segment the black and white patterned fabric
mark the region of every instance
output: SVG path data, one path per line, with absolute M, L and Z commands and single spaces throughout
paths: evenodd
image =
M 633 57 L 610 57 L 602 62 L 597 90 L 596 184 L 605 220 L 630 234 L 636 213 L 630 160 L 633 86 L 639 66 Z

┄┄┄┄┄┄┄┄┄┄┄┄┄┄┄┄┄┄┄┄

**Brief:** Extract every one of the entries above and reproduce each line verbatim, without changing anything.

**Full response:**
segment the black and white patterned fabric
mark the region of every instance
output: SVG path data, one path per line, with absolute M, L and Z commands and single spaces throughout
paths: evenodd
image =
M 633 57 L 610 57 L 602 62 L 597 90 L 596 184 L 605 220 L 630 234 L 636 213 L 630 160 L 633 86 L 639 66 Z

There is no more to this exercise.